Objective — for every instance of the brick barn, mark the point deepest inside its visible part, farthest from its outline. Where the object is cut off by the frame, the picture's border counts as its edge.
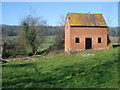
(85, 31)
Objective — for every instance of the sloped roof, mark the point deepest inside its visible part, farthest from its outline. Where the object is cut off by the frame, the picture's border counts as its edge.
(86, 19)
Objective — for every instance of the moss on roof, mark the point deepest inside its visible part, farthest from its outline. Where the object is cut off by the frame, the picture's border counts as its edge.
(86, 19)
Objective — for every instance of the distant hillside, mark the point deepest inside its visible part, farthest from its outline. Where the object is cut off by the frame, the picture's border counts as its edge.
(51, 30)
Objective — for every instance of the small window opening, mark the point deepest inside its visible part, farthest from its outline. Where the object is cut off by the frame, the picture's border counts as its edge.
(99, 40)
(77, 40)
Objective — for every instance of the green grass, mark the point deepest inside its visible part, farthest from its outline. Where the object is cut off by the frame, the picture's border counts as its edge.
(64, 71)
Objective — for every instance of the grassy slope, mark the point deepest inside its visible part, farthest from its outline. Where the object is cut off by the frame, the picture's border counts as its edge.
(65, 71)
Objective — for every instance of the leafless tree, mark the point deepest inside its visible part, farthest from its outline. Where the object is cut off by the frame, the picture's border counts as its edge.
(33, 28)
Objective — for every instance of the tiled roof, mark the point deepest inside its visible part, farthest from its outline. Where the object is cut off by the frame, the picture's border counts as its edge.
(86, 19)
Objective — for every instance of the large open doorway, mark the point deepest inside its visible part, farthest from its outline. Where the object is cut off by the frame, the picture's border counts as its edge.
(88, 43)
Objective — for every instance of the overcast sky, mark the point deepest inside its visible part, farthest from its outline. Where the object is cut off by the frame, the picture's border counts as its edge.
(13, 12)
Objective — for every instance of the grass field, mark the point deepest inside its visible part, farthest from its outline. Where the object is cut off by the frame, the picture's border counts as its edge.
(78, 70)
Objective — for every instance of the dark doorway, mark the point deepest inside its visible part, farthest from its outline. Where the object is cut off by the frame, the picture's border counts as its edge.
(88, 42)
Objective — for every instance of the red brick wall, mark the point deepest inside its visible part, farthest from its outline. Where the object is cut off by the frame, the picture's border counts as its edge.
(83, 32)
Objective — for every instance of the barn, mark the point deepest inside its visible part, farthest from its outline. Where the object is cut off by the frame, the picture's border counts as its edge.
(85, 31)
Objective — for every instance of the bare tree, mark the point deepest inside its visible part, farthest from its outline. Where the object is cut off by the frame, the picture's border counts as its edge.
(34, 28)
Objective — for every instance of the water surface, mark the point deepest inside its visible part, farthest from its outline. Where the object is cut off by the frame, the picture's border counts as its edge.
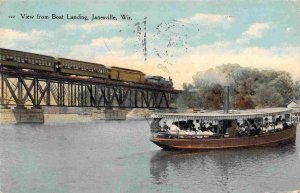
(116, 156)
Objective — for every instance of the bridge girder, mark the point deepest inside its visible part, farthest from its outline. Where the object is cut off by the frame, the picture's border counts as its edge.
(20, 89)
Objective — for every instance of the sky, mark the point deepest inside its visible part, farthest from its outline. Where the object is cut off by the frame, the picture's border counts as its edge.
(167, 38)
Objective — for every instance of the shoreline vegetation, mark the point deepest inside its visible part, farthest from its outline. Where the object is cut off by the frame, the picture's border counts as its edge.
(250, 88)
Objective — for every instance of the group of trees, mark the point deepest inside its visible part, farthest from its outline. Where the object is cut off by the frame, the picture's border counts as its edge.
(249, 88)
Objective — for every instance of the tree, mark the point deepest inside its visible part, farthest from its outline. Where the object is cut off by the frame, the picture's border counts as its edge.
(250, 88)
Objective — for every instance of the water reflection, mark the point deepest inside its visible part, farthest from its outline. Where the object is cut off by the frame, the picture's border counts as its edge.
(227, 170)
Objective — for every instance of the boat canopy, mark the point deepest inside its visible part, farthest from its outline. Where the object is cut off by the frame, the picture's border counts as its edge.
(220, 115)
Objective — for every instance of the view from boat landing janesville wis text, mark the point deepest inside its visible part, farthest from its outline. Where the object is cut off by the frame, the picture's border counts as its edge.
(149, 96)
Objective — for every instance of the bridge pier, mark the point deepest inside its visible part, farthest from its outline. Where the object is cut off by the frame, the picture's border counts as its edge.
(109, 114)
(22, 115)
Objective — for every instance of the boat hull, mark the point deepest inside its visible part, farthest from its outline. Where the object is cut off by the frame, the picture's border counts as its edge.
(191, 144)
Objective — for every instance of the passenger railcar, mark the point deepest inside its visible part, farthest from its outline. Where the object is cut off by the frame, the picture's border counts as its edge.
(80, 68)
(159, 81)
(124, 74)
(26, 60)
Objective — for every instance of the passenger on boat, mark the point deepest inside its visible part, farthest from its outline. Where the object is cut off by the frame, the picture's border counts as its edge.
(174, 129)
(284, 124)
(165, 127)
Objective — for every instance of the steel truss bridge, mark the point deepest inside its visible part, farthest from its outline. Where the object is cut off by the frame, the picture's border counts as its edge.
(28, 88)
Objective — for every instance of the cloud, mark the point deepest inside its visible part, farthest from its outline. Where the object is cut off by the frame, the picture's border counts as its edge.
(254, 31)
(11, 38)
(207, 18)
(93, 25)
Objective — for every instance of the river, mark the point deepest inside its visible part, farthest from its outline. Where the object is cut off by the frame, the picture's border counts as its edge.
(116, 156)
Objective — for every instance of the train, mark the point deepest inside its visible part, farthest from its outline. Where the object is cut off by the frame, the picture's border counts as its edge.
(68, 67)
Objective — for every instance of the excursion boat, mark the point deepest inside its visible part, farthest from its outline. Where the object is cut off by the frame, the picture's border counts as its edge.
(223, 130)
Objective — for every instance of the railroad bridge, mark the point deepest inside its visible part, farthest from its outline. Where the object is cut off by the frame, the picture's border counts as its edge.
(23, 89)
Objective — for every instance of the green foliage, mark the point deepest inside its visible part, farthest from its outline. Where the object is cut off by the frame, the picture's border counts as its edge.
(250, 88)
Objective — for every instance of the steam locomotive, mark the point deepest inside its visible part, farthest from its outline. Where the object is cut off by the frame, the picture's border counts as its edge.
(37, 62)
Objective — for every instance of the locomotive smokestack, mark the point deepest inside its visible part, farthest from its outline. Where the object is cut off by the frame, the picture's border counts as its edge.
(226, 99)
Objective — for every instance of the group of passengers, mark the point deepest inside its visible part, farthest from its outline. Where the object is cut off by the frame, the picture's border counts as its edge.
(191, 128)
(253, 127)
(247, 127)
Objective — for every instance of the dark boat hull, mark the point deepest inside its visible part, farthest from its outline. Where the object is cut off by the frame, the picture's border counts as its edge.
(191, 144)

════════════════

→ Aim of the exercise
Could you reproduce, word for word, the stretch of the material from the line containing "Objective — for every instance of the cloud, mark" through the last line of the material, with both of those lines included?

→ Task solution
Objective — for every instance of the cloud, mark the point deepest inside its visible part, farthest from its outline. Where the object is cut off by the frame, the picture's border counts as its edge.
(254, 31)
(11, 38)
(207, 18)
(93, 25)
Objective — for every instance of the river, mark the point deepest inside its visible part, farthest from its outline. Where the object is cut off by the frame, the picture's border counts as its edge.
(116, 156)
Objective — for every instance of the train, mark the point deepest inside its visible part, farthest from its outline. Where the object is cut off by the frame, the picture's border counts as its edge.
(68, 67)
Objective — for every instance of the excursion boat, mark the point deepest inside its visible part, farthest from its outline. Where the object is cut off by the frame, the picture's border counts as its edge.
(223, 130)
Objective — for every instance of the railroad bridge, mark the point deepest inside its visible part, farthest from its outline. Where the object is cut off by the frame, the picture's border counts as its edge.
(23, 89)
Objective — for every instance of the green foliage, mark the point deepest inside its visible part, farthest from its outline. Where the object is cut off by the frame, the picture's border counts as its edge.
(250, 88)
Objective — for every instance of the steam locomotive, mark the point deepest inside its visible part, farthest from its outline. Where the object is cut off by the frame, the picture's border counts as its edge.
(37, 62)
Objective — for every instance of the locomotive smokestack, mark the point deepest inside its visible part, farthest from its outline. Where the object is cut off by the frame, the picture's border counts as its edge.
(226, 99)
Objective — for every instance of the group of passengers, mark the point deepest inside its visible part, farthest from its outline. Where the object is cut off by the frame, the picture's border counts as its edge.
(191, 128)
(253, 127)
(247, 127)
Objective — for every instance of the dark boat hull, mark the point deepest inside its visible part, farthest from its outline. Where the object is cut off by the frame, the picture's border counts as its edge.
(191, 144)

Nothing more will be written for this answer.